[Start Data excerpts]
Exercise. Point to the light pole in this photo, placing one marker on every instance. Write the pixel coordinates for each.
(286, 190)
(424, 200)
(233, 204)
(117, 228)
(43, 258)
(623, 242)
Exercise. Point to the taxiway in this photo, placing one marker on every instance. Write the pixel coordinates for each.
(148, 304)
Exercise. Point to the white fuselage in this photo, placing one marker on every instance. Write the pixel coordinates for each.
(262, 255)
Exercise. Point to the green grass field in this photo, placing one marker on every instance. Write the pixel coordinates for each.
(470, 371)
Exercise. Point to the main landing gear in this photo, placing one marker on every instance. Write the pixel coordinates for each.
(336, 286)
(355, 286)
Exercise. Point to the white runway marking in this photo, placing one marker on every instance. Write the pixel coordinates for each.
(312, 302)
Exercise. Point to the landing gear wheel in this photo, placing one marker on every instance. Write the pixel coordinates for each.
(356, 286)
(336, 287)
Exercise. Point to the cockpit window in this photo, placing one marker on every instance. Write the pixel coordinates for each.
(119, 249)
[End Data excerpts]
[Start Data excerpts]
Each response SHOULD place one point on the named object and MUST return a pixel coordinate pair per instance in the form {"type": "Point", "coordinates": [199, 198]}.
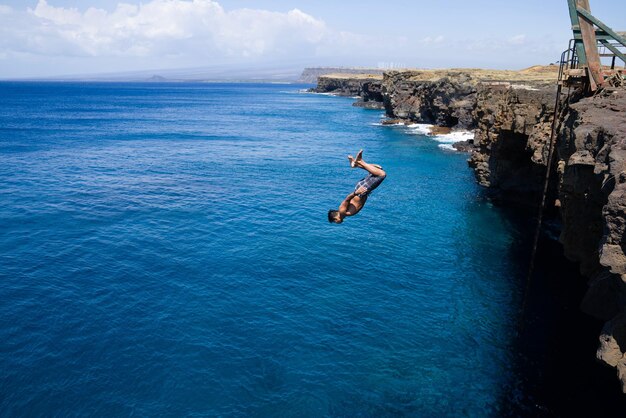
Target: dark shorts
[End Data excerpts]
Work to be completed:
Which lines of the records above contain the word "landing"? Report each such line in full.

Correct response:
Exercise. Point to the main landing gear in this photo, placing one marker on every instance. Write the pixel coordinates for each.
Exercise. Point to the landing gear wheel in this photo, placing one marker on every instance. Write the pixel coordinates for each.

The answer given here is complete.